TASK OBJECTIVE: Where the line containing "of the purple" appears below, begin there and reproduce each line exactly through the last one, omitting pictures.

══ INPUT FOR THIS TASK ══

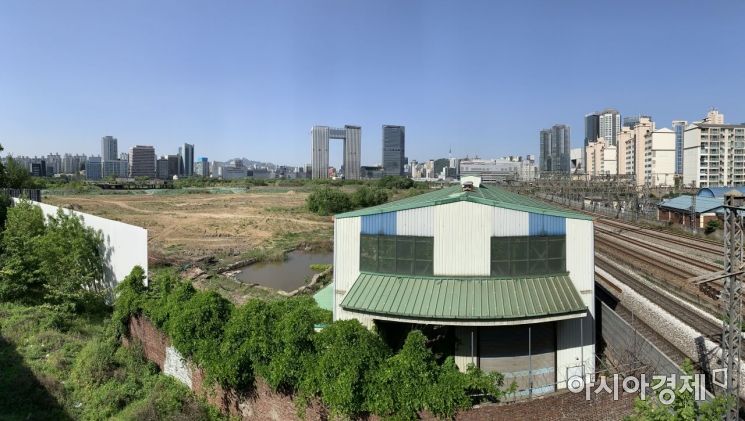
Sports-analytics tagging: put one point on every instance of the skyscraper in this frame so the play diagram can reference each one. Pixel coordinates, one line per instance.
(142, 161)
(605, 124)
(394, 140)
(109, 150)
(555, 149)
(188, 160)
(679, 129)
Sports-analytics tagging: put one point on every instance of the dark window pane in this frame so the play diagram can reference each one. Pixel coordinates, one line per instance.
(556, 247)
(519, 248)
(537, 248)
(387, 265)
(422, 267)
(500, 268)
(387, 247)
(537, 267)
(519, 268)
(500, 248)
(555, 265)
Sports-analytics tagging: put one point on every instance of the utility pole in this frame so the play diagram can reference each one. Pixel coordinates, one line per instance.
(731, 299)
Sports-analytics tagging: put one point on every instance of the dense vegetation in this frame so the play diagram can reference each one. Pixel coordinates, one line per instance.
(60, 356)
(346, 365)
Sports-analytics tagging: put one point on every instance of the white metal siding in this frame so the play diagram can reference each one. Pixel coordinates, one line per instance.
(581, 266)
(417, 222)
(508, 222)
(462, 232)
(125, 244)
(346, 259)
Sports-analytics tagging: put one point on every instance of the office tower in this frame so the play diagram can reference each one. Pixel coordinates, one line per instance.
(679, 129)
(394, 141)
(605, 124)
(188, 159)
(352, 137)
(555, 149)
(93, 168)
(142, 161)
(109, 150)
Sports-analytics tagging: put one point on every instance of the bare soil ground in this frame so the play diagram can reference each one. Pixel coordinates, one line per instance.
(184, 227)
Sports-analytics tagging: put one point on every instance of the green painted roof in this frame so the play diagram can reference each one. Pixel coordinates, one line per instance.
(325, 297)
(450, 298)
(492, 196)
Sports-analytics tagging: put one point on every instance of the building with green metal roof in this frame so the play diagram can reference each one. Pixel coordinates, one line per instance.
(495, 279)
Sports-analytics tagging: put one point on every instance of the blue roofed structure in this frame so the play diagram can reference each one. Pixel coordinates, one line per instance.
(703, 204)
(718, 192)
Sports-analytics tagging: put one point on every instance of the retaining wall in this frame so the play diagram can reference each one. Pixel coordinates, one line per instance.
(125, 246)
(265, 404)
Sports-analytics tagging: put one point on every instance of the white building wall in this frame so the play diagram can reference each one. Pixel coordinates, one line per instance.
(580, 260)
(418, 222)
(125, 245)
(347, 265)
(462, 232)
(508, 222)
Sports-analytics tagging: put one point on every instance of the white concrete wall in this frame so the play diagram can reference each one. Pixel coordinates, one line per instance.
(463, 239)
(580, 261)
(125, 246)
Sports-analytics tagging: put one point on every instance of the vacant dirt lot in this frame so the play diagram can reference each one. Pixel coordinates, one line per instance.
(184, 226)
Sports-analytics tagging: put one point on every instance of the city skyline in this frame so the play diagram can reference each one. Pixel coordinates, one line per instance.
(243, 85)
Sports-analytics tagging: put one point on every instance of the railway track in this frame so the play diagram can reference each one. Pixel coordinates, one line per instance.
(659, 249)
(707, 328)
(700, 244)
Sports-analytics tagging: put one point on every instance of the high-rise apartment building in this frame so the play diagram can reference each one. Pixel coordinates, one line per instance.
(394, 141)
(634, 148)
(714, 154)
(555, 149)
(188, 159)
(679, 129)
(659, 158)
(142, 161)
(605, 124)
(109, 149)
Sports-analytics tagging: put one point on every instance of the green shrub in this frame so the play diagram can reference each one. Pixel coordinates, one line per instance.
(348, 356)
(365, 197)
(328, 201)
(197, 328)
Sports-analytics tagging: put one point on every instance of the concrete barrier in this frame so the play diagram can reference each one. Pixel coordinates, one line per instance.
(124, 245)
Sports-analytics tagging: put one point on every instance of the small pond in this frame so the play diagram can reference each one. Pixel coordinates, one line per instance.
(287, 275)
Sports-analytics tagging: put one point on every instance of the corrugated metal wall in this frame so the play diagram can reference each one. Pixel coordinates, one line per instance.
(418, 222)
(547, 225)
(462, 232)
(346, 259)
(508, 222)
(581, 267)
(379, 224)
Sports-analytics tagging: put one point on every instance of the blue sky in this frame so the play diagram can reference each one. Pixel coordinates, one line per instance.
(249, 78)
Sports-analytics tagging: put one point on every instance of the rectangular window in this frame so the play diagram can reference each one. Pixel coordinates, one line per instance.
(403, 255)
(528, 255)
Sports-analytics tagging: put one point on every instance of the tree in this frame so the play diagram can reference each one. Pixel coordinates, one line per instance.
(21, 278)
(71, 261)
(328, 201)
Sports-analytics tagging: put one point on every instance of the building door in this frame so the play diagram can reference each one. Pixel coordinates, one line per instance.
(521, 353)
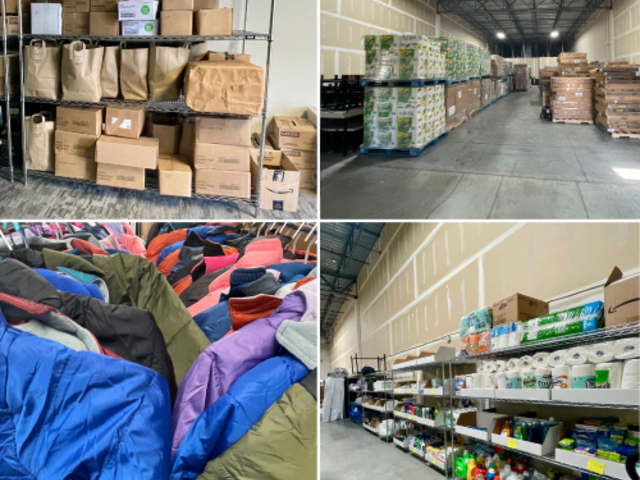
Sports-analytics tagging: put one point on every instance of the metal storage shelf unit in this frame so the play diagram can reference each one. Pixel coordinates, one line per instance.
(178, 107)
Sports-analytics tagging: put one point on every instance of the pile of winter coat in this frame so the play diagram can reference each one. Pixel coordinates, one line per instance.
(193, 357)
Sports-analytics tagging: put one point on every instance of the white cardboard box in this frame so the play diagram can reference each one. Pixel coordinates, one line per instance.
(46, 18)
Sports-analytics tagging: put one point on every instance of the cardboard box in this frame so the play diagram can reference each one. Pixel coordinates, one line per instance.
(168, 137)
(218, 182)
(293, 133)
(75, 24)
(46, 18)
(104, 23)
(176, 22)
(76, 6)
(227, 131)
(104, 5)
(139, 153)
(140, 28)
(518, 307)
(302, 159)
(280, 186)
(205, 4)
(124, 122)
(177, 5)
(218, 21)
(70, 166)
(79, 120)
(120, 176)
(231, 158)
(174, 176)
(75, 144)
(621, 299)
(238, 97)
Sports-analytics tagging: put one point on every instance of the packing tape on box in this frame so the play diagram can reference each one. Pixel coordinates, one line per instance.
(525, 363)
(583, 376)
(600, 353)
(560, 376)
(541, 359)
(577, 356)
(627, 349)
(557, 359)
(609, 375)
(631, 375)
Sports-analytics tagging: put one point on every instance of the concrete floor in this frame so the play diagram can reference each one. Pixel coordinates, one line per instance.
(349, 452)
(505, 163)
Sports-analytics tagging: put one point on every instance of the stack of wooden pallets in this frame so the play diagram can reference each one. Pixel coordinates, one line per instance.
(617, 95)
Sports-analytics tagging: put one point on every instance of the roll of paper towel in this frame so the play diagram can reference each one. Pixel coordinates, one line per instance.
(543, 378)
(561, 376)
(627, 348)
(529, 378)
(541, 360)
(583, 376)
(631, 374)
(514, 379)
(557, 359)
(609, 375)
(601, 353)
(577, 356)
(501, 380)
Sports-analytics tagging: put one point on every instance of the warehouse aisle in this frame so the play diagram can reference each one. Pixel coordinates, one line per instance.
(349, 452)
(505, 162)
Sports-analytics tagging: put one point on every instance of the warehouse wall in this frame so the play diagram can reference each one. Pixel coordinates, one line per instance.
(343, 23)
(429, 275)
(593, 37)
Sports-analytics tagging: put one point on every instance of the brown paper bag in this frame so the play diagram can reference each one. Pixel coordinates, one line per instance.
(39, 136)
(80, 72)
(166, 71)
(109, 75)
(42, 70)
(134, 67)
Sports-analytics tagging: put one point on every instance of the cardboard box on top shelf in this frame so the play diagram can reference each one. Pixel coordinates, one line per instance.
(104, 23)
(70, 166)
(518, 307)
(168, 135)
(231, 158)
(76, 6)
(75, 24)
(79, 120)
(124, 122)
(621, 299)
(217, 21)
(174, 22)
(228, 131)
(128, 152)
(175, 176)
(294, 133)
(232, 96)
(46, 18)
(177, 5)
(218, 182)
(120, 176)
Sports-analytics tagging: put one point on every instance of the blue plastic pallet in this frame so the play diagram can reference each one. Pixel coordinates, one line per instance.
(412, 152)
(403, 83)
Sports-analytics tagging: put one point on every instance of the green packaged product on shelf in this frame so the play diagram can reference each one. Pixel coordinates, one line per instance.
(584, 318)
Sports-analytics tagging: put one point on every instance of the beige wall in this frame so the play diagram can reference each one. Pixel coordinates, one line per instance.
(431, 274)
(593, 37)
(343, 23)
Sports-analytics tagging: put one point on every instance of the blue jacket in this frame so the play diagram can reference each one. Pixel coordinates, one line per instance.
(232, 415)
(67, 414)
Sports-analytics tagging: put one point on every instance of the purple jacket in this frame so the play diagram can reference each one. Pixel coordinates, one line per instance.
(226, 360)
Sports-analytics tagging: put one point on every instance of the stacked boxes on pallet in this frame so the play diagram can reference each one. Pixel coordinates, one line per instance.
(572, 99)
(617, 95)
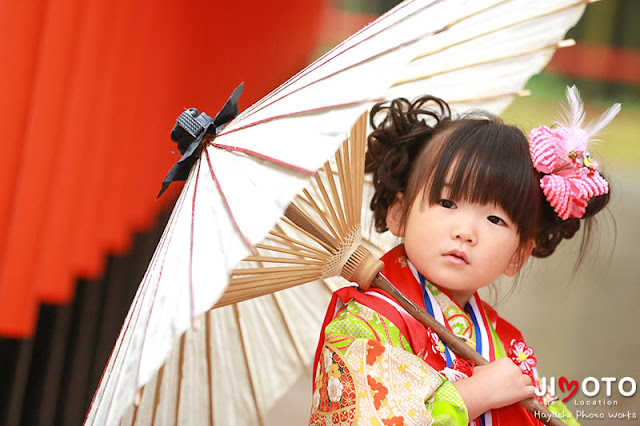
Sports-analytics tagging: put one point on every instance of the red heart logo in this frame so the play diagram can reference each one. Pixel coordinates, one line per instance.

═══

SOLUTION TO THIS PROBLEM:
Sports-analytics tagging: put one point on every instance of the purple jacket in this frame so the play diagram can reference each one. Pixel coordinates, one line per instance.
(226, 360)
Sports-analytics tagging: put one point on every instance of the stacked boxes on pallet in this frame so the play diagram can reference each one. Pixel coordinates, one line per instance.
(572, 99)
(617, 95)
Sports-analytics tagging: put one point on every instance of the red heart logo in this frame so the play diagram can reference each one. Pixel coordinates, one line per instance.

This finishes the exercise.